Exercise data below:

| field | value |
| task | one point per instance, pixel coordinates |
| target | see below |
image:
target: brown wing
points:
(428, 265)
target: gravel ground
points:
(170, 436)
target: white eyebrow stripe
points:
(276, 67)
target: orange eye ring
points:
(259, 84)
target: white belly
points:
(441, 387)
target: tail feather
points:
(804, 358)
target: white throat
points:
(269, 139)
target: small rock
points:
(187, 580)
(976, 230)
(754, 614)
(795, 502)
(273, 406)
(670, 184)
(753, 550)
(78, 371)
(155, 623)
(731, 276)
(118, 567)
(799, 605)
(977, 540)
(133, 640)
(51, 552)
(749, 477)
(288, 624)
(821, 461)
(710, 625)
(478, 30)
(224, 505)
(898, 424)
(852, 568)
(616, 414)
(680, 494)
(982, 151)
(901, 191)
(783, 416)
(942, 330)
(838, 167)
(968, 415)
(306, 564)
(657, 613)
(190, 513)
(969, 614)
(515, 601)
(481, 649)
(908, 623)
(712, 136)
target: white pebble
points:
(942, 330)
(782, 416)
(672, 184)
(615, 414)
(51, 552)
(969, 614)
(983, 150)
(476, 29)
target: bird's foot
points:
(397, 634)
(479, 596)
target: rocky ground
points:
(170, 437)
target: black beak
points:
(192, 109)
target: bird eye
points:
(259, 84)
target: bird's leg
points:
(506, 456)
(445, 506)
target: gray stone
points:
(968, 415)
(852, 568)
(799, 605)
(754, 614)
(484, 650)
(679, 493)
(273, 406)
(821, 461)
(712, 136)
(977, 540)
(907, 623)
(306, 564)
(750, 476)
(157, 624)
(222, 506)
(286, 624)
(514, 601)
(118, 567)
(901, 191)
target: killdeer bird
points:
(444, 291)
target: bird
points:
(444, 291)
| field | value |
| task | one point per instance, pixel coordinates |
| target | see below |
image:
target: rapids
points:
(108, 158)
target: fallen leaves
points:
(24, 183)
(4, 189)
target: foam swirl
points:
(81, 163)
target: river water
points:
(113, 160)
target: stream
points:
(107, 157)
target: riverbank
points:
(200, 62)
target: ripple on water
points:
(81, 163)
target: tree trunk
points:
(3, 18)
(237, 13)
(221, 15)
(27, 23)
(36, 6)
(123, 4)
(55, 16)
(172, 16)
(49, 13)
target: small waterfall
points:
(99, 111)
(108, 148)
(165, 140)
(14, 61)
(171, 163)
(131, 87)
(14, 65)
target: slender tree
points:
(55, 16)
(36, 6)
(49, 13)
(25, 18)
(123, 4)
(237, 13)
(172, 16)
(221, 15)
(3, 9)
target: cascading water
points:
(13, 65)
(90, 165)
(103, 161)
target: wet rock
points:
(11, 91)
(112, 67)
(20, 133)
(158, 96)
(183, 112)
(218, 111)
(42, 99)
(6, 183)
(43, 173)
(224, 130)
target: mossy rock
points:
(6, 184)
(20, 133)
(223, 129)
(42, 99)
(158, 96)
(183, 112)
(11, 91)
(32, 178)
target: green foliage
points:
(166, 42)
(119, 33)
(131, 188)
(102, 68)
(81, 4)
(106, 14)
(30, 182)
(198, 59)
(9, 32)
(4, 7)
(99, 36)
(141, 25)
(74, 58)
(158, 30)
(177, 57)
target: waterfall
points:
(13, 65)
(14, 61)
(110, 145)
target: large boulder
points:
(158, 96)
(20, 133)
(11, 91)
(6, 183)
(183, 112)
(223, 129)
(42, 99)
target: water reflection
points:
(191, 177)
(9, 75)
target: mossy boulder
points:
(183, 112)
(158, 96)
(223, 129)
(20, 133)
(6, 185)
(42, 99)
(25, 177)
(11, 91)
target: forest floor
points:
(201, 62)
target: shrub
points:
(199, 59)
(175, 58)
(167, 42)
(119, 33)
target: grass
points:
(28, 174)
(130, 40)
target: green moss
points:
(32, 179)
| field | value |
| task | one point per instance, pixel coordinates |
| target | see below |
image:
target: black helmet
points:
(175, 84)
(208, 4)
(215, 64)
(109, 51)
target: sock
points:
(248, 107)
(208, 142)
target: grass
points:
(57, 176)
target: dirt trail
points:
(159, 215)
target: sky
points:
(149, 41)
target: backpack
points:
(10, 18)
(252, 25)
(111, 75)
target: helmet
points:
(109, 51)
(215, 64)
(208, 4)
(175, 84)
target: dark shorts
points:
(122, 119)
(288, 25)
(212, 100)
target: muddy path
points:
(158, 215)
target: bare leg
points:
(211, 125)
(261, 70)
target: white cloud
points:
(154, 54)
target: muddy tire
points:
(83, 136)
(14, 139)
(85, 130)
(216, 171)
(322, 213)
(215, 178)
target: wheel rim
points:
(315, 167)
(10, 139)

End of Exercise data.

• [Instructions to follow]
Every entry above should be duplicated exactly.

• [Reply]
| field | value |
| task | one point per instance, pixel coordinates |
| target | see below |
image:
target: brown wing
points:
(428, 265)
target: gravel ground
points:
(170, 436)
target: white eyebrow stripe
points:
(276, 67)
target: orange eye ring
points:
(259, 84)
target: white belly
points:
(441, 387)
target: tail feather
points:
(804, 358)
target: white throat
points:
(269, 139)
target: small rock
points:
(187, 580)
(976, 230)
(754, 614)
(795, 502)
(273, 406)
(670, 184)
(753, 550)
(78, 371)
(155, 623)
(731, 276)
(118, 567)
(799, 605)
(977, 540)
(133, 640)
(51, 552)
(749, 477)
(288, 624)
(821, 461)
(710, 625)
(478, 30)
(224, 505)
(898, 424)
(852, 568)
(616, 414)
(680, 494)
(982, 151)
(901, 191)
(783, 416)
(942, 330)
(838, 167)
(968, 415)
(306, 564)
(657, 613)
(190, 513)
(969, 614)
(515, 601)
(481, 649)
(908, 623)
(712, 136)
target: white pebble
points:
(942, 330)
(782, 416)
(672, 184)
(615, 414)
(51, 552)
(969, 614)
(983, 150)
(476, 29)
target: bird's foot
points:
(397, 634)
(479, 596)
target: rocky ground
points:
(170, 437)
target: black beak
points:
(192, 109)
target: bird eye
points:
(259, 84)
target: bird's leg
points:
(506, 456)
(445, 506)
target: gray stone
points:
(968, 415)
(852, 568)
(799, 605)
(754, 614)
(484, 650)
(679, 493)
(273, 406)
(821, 461)
(712, 136)
(977, 540)
(907, 623)
(306, 564)
(750, 476)
(157, 624)
(222, 506)
(286, 624)
(514, 601)
(118, 567)
(901, 191)
target: killdeer bird
points:
(444, 291)
target: bird
points:
(444, 291)
| field | value |
| task | one point per instance, pixel coordinates |
| target | see below |
image:
target: rapids
points:
(108, 158)
target: fallen leaves
points:
(24, 183)
(4, 189)
target: foam swirl
points:
(81, 163)
target: river water
points:
(113, 160)
target: stream
points:
(107, 157)
target: riverbank
points:
(200, 62)
target: ripple on water
points:
(81, 163)
target: tree trunk
points:
(3, 18)
(237, 13)
(221, 15)
(27, 23)
(36, 6)
(123, 4)
(55, 16)
(172, 16)
(49, 13)
target: small waterfall
points:
(99, 111)
(108, 148)
(165, 140)
(14, 61)
(171, 163)
(131, 87)
(14, 65)
target: slender tree
points:
(55, 16)
(36, 6)
(49, 13)
(25, 18)
(123, 4)
(237, 13)
(172, 16)
(221, 15)
(3, 9)
target: cascading water
points:
(13, 65)
(90, 165)
(103, 161)
target: wet rock
points:
(11, 91)
(112, 67)
(20, 133)
(158, 96)
(183, 112)
(218, 111)
(42, 99)
(6, 183)
(43, 173)
(224, 130)
target: mossy rock
points:
(6, 184)
(20, 133)
(223, 129)
(42, 99)
(158, 96)
(183, 112)
(11, 91)
(32, 178)
target: green foliage
points:
(166, 42)
(119, 33)
(131, 188)
(102, 68)
(81, 4)
(106, 14)
(30, 182)
(198, 59)
(9, 32)
(4, 7)
(99, 36)
(141, 25)
(74, 58)
(158, 30)
(177, 57)
target: waterfall
points:
(13, 65)
(14, 61)
(110, 145)
target: large boulder
points:
(158, 96)
(20, 133)
(11, 91)
(6, 183)
(183, 112)
(223, 129)
(42, 99)
target: water reflection
points:
(191, 177)
(9, 75)
target: mossy boulder
points:
(183, 112)
(158, 96)
(223, 129)
(20, 133)
(6, 185)
(42, 99)
(25, 177)
(11, 91)
target: forest floor
points:
(201, 62)
target: shrub
points:
(199, 59)
(175, 58)
(167, 42)
(119, 33)
target: grass
points:
(28, 174)
(130, 40)
target: green moss
points:
(32, 179)
| field | value |
| task | one point per instance, pixel coordinates |
| target | see below |
image:
target: black helmet
points:
(175, 84)
(208, 4)
(215, 64)
(109, 51)
target: sock
points:
(248, 107)
(208, 142)
target: grass
points:
(57, 176)
target: dirt trail
points:
(159, 215)
target: sky
points:
(149, 41)
target: backpack
points:
(10, 18)
(252, 25)
(111, 75)
target: helmet
points:
(109, 51)
(215, 64)
(208, 4)
(175, 84)
target: dark shorts
points:
(122, 119)
(288, 25)
(212, 100)
target: muddy path
points:
(158, 215)
target: bare leg
points:
(211, 125)
(261, 70)
target: white cloud
points:
(154, 54)
target: muddy tire
points:
(83, 136)
(14, 139)
(85, 130)
(216, 171)
(322, 213)
(215, 178)
target: wheel rim
points:
(315, 167)
(10, 139)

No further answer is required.